------ 原文 ------

トップインタビュー 北嶋繁孝

北嶋繁孝

難治疾患研究所長
遺伝生化分野教授
女性研究者支援対策会議運営委員

先生の座右の銘を教えて下さい。

「至誠」です。阿川弘之氏の書物で知りましたが、海軍兵学校の「五省」の一番目に国への忠誠という意味で出てきます。人間性を高め、自分の仕事環境、生活環境を作り、そこで自分の力を発揮していくためにも、「至誠」であることは必要だと思っています。私は、自分自身や周りに対して誠実であったかと問いかけるようにしていますが、実際は出来ていないので努力目標というべきでしょうか。五省の残りの4つも参考になりますので是非、書物やインターネットで探してみてください。

先生ご自身のWLBはどのようなご様子ですか?

大学院修了後すぐにアメリカに留学しました。研究生活は勿論ハードワークでしたが、土日のない日本での生活に比べ自分で休みを決められるアメリカ生活は楽でした。「土曜日は何をすればいいの?」というわけで、WLBで悩むことはなかったし家族でよく旅行をしました。帰国し大学に勤めるようになっても、私自身、WLBで悩むことはなかったように思います。ただ、一人娘との時間をもっと大切にしていたらよかったと反省していますし、さらに重要なことは妻の側からの評価ですが、これはもっと先に下されるでしょう。きっと私の世代は、みんなそんな意識なのかもしれません。

------ データ抜粋 ------

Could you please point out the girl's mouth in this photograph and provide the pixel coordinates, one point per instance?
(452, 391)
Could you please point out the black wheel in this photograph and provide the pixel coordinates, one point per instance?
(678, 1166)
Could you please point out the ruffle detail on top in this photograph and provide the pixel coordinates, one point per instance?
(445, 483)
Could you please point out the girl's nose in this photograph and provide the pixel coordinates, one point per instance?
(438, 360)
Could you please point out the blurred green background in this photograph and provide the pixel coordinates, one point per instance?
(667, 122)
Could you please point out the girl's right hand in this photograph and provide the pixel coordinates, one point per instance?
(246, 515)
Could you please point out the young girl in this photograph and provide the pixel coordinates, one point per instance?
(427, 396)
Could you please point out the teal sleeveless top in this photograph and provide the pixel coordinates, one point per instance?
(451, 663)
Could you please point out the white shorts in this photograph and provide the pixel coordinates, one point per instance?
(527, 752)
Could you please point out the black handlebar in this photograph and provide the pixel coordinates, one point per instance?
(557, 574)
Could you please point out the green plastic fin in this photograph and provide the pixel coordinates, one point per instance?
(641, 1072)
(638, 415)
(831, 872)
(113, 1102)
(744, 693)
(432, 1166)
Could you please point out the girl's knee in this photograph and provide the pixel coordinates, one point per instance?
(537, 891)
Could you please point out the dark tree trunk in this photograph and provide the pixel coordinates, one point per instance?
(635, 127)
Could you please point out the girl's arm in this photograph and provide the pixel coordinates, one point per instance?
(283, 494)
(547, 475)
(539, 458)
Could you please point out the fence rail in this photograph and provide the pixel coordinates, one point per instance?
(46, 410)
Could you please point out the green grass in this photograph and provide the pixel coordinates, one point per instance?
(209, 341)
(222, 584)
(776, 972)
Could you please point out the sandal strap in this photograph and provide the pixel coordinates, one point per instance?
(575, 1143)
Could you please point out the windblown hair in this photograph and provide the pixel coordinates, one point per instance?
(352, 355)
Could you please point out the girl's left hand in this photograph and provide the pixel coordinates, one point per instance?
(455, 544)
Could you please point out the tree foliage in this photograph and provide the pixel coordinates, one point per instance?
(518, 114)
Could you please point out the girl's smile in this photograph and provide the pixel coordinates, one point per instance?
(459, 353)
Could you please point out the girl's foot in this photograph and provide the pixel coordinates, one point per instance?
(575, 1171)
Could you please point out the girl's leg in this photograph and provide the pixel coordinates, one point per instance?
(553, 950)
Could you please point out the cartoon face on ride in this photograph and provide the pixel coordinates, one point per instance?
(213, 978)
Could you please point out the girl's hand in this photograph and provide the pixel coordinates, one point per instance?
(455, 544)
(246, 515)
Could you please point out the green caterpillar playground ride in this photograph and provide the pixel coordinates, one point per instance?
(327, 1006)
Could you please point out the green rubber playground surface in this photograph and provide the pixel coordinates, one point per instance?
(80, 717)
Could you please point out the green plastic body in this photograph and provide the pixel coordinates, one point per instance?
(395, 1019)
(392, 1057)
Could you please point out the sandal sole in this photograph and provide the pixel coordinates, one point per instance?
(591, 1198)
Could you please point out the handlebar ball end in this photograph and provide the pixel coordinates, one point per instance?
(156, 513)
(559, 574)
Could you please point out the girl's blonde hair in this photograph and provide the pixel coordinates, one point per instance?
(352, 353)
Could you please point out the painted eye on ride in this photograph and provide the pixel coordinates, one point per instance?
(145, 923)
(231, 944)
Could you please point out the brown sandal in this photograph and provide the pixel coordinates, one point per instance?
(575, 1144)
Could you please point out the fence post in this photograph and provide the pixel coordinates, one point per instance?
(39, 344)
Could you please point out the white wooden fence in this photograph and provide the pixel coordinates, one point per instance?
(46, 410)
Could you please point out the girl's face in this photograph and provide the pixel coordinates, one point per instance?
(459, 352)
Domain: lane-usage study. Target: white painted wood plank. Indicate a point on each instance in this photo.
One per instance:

------

**課題:** 上の原文から、「先生の座右の銘を教えて下さい。」から「んな意識なのかもしれません。」までのすべてを一字一句そのまま書き写してください。

**解答:**
先生の座右の銘を教えて下さい。

「至誠」です。阿川弘之氏の書物で知りましたが、海軍兵学校の「五省」の一番目に国への忠誠という意味で出てきます。人間性を高め、自分の仕事環境、生活環境を作り、そこで自分の力を発揮していくためにも、「至誠」であることは必要だと思っています。私は、自分自身や周りに対して誠実であったかと問いかけるようにしていますが、実際は出来ていないので努力目標というべきでしょうか。五省の残りの4つも参考になりますので是非、書物やインターネットで探してみてください。

先生ご自身のWLBはどのようなご様子ですか?

大学院修了後すぐにアメリカに留学しました。研究生活は勿論ハードワークでしたが、土日のない日本での生活に比べ自分で休みを決められるアメリカ生活は楽でした。「土曜日は何をすればいいの?」というわけで、WLBで悩むことはなかったし家族でよく旅行をしました。帰国し大学に勤めるようになっても、私自身、WLBで悩むことはなかったように思います。ただ、一人娘との時間をもっと大切にしていたらよかったと反省していますし、さらに重要なことは妻の側からの評価ですが、これはもっと先に下されるでしょう。きっと私の世代は、みんなそんな意識なのかもしれません。